こうした心理の世界では常識となっている研究報告と、「さとり世代」の若者たちや、最近の子どもたちの様子を重ね合わせてたみたとき、若者・子どもたちの諦観とも言えるさとりの状態は、「関係性を求めても、それを得ることができなかった経験の産物」であるように思えてなりません。

チャレンジするには安全基地が必要

子どもが怖い思いをしたり、不安を感じたり、病気になったりしたとき、恐怖や不安を取り除き、手当てし、安心感をもたらしてくれる母的存在、継続的に子どもを見守ってくれている存在・・・健全な愛着対象は、子どもが心身ともに健やかに成長・発達するために欠かせません。

子どもは、こうした養育者によって、外界を「安全なもの」と認識し、「自分は大切な存在である」という自己肯定感を手に入れます。

そして、「ここに戻ればいつでも慰めてもらえ、エネルギーを補給できる」と確信できる安全基地(養育者との関係性)があるからこそ、チャレンジしたり、新しい世界にこぎ出す勇気や学ぶ意欲がわいてくるのです。

• _処理対象データ_
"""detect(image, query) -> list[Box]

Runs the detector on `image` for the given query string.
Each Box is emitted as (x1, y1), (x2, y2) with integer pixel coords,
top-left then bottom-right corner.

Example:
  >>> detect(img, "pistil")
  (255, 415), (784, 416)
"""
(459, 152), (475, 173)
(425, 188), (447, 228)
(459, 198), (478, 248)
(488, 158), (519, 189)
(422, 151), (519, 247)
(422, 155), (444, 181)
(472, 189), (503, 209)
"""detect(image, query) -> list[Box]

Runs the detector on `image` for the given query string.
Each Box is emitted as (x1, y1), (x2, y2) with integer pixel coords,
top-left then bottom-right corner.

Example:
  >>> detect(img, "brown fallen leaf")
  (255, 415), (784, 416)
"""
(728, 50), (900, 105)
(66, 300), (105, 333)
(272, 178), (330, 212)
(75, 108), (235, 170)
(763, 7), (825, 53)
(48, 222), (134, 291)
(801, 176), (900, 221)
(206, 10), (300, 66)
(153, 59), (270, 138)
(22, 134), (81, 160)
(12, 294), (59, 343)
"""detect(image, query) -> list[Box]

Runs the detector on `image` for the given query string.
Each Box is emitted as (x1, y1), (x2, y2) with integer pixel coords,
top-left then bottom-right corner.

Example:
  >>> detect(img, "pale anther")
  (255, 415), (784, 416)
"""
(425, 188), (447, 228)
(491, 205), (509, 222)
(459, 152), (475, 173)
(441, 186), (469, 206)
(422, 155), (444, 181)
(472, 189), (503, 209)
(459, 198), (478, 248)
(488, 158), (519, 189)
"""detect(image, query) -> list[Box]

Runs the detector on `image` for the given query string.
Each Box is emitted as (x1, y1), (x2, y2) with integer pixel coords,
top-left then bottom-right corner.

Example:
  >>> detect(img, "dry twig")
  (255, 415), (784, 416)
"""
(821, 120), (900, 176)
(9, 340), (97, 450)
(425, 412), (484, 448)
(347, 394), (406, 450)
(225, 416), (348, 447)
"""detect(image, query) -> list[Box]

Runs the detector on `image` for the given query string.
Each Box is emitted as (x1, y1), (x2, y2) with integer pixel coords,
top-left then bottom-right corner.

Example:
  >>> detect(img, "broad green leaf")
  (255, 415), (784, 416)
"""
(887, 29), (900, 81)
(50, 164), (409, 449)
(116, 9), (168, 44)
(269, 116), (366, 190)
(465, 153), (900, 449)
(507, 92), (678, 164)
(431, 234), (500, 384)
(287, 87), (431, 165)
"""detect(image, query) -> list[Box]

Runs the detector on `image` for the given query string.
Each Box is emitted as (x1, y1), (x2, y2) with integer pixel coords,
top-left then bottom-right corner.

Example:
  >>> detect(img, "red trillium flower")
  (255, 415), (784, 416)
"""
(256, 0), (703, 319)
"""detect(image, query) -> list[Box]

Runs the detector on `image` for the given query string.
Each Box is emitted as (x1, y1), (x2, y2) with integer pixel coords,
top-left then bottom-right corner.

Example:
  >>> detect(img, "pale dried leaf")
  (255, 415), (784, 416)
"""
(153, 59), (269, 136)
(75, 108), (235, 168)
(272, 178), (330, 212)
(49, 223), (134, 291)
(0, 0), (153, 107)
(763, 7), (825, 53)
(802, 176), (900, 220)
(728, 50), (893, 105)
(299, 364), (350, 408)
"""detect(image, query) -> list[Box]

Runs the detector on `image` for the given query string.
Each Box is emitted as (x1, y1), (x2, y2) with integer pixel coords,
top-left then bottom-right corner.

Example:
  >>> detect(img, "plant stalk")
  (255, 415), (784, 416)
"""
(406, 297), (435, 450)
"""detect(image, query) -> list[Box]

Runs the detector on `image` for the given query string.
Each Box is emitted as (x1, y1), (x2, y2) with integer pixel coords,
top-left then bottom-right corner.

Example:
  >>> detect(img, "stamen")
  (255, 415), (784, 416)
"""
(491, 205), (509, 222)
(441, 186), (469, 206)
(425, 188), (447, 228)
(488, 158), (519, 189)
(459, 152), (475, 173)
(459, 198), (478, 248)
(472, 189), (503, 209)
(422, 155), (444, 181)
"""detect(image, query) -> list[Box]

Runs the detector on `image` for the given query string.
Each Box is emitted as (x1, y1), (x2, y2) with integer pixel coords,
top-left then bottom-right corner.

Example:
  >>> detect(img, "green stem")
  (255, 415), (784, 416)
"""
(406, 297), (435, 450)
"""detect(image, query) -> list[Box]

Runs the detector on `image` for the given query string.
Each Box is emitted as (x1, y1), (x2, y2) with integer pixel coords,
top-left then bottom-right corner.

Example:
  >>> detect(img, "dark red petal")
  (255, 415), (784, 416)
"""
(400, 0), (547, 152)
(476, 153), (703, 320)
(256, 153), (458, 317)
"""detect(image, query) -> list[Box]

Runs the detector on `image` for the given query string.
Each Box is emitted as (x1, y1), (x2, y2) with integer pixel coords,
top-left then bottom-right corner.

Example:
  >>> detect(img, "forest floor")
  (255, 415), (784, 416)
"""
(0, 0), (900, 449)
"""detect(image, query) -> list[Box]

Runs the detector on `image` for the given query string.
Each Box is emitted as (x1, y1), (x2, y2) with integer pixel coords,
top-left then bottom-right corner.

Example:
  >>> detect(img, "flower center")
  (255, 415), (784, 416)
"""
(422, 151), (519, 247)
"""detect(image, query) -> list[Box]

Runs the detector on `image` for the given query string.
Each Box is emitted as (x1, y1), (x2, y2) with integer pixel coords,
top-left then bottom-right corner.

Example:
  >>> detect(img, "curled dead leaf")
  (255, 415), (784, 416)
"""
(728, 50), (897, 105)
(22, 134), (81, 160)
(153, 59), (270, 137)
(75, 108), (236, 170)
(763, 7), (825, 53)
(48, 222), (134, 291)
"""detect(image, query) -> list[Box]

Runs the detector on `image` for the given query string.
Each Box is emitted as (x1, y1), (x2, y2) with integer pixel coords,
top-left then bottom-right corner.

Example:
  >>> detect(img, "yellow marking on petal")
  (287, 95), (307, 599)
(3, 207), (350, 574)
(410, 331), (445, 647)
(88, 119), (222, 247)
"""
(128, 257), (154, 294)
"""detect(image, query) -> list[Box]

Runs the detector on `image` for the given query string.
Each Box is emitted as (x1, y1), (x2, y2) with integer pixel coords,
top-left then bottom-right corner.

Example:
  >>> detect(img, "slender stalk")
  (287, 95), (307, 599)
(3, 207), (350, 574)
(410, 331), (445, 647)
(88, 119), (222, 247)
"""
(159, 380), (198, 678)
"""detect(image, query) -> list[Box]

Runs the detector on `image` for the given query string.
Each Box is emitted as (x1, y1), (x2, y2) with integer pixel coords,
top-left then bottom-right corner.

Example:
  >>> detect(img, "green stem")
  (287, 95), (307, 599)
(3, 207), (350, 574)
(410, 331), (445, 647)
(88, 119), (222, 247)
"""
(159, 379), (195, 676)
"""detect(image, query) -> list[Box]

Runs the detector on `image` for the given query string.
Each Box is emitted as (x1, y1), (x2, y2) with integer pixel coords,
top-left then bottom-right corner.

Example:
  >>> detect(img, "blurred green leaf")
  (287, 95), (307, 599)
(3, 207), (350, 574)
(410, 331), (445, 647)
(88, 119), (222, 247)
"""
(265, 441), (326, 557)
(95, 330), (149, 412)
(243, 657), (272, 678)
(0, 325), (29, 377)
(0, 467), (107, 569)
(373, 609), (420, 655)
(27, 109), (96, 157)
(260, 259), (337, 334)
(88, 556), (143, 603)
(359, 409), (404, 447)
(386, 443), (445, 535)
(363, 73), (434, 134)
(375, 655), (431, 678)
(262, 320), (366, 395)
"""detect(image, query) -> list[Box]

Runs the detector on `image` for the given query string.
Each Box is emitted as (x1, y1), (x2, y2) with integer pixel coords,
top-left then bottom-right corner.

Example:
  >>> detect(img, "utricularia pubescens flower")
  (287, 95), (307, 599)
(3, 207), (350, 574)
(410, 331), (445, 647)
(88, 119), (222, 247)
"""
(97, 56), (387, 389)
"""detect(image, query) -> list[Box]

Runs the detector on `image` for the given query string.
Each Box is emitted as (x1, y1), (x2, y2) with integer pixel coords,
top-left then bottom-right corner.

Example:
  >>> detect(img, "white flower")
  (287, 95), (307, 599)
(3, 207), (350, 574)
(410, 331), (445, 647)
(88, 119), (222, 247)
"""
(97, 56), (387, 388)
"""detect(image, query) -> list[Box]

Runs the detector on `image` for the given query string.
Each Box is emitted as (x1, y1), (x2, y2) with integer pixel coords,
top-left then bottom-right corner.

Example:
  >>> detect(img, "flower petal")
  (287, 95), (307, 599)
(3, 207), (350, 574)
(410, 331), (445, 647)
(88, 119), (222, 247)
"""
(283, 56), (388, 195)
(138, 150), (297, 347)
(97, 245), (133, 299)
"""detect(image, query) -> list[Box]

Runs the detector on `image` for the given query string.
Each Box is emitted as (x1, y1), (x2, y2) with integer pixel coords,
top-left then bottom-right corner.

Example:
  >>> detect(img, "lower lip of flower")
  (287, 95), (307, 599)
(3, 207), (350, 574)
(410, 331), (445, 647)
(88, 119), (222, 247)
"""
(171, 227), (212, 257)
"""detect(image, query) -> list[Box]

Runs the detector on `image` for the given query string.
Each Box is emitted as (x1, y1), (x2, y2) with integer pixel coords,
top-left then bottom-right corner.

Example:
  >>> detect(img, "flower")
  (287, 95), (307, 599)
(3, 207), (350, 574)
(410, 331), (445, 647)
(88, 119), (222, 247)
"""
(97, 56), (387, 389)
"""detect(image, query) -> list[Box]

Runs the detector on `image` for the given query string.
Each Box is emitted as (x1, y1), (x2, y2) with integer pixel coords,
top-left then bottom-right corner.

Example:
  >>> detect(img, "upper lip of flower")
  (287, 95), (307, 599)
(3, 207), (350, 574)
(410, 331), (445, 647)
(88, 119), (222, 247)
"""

* * *

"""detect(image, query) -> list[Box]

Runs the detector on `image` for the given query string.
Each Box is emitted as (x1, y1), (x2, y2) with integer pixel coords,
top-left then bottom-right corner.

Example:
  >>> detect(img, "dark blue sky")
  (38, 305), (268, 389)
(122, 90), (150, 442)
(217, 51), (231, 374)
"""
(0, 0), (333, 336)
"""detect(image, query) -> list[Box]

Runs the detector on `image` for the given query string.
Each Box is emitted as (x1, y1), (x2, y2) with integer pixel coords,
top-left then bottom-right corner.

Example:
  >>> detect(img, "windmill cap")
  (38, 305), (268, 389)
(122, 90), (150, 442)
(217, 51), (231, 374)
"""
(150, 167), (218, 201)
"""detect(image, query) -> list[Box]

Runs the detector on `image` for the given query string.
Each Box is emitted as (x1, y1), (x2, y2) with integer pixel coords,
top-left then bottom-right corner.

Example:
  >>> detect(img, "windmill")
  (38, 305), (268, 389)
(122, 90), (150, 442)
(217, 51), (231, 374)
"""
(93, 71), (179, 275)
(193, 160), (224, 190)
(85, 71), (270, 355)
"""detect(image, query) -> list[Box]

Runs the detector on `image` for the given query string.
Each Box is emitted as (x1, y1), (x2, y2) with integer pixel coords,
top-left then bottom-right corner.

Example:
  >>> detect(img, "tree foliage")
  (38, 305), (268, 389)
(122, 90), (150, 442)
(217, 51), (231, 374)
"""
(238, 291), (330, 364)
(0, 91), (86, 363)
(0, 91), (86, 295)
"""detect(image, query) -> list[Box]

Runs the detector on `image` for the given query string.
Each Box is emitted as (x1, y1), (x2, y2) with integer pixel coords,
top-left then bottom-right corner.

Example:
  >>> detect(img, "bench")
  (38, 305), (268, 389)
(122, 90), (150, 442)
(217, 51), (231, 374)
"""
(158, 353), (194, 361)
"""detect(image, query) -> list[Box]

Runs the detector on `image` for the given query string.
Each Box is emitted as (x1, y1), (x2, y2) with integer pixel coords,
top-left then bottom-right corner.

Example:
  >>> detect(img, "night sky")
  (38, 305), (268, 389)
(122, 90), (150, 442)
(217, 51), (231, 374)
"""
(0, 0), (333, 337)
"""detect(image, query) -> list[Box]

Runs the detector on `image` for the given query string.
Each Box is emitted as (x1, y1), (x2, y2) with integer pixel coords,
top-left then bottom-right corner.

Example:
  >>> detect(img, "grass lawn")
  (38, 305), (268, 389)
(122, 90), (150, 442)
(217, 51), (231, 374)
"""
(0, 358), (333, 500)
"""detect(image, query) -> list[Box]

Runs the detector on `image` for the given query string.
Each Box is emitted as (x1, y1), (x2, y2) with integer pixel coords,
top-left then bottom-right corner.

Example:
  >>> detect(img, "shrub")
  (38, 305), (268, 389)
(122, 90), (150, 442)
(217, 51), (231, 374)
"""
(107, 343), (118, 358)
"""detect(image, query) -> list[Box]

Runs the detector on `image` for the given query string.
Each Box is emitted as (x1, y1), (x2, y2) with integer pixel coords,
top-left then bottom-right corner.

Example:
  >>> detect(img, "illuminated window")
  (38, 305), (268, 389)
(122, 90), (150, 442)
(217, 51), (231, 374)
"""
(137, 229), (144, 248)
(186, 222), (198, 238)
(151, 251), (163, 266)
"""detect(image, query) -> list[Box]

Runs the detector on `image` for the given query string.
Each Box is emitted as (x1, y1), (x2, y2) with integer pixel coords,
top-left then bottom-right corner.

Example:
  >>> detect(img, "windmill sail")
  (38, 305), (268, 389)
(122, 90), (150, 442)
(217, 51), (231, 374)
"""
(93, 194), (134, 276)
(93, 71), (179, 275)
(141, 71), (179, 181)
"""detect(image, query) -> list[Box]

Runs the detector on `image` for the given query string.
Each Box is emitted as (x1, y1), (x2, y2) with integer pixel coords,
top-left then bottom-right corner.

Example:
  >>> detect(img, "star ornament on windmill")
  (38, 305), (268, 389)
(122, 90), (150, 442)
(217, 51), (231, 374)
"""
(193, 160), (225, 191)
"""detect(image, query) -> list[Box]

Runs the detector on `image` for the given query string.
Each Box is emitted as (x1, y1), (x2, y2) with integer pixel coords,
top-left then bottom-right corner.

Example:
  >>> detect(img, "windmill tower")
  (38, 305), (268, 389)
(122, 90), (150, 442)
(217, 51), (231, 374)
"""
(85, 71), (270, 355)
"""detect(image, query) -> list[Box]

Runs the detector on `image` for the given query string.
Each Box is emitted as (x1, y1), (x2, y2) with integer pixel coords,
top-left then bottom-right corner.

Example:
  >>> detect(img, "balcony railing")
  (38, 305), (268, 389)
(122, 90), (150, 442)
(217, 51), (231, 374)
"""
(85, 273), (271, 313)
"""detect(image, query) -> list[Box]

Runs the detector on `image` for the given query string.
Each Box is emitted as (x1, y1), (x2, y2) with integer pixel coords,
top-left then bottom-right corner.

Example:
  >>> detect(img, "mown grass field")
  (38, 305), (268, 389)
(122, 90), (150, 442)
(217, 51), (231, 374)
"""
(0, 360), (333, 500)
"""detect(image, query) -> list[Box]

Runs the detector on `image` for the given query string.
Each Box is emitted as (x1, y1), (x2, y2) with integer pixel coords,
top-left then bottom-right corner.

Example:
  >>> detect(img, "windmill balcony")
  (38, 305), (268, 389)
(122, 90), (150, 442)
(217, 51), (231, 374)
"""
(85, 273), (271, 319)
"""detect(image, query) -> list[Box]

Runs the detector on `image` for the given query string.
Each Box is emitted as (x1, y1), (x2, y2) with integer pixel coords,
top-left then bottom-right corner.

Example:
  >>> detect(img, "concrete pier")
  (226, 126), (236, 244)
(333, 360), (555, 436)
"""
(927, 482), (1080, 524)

• _実施する作業_
1 > 本文の要点を2文でまとめてください。
2 > 行のデータの中から、文字列「petal」を含む行をすべて見つけて書き写してください。大文字と小文字は区別します。
本文と行のデータの間には何の関係もありません。

• _解答一覧_
1 > 恐怖や不安を取り除いて安心感をもたらし、継続的に子どもを見守ってくれる健全な愛着対象は、子どもが心身ともに健やかに成長・発達するために欠かせない。子どもはこうした養育者によって外界を安全なものと認識して自己肯定感を手に入れ、いつでも戻れる安全基地があるからこそ、チャレンジする勇気や学ぶ意欲がわいてくる。

2 >
  >>> detect(img, "dark red petal")
  >>> detect(img, "yellow marking on petal")
  >>> detect(img, "flower petal")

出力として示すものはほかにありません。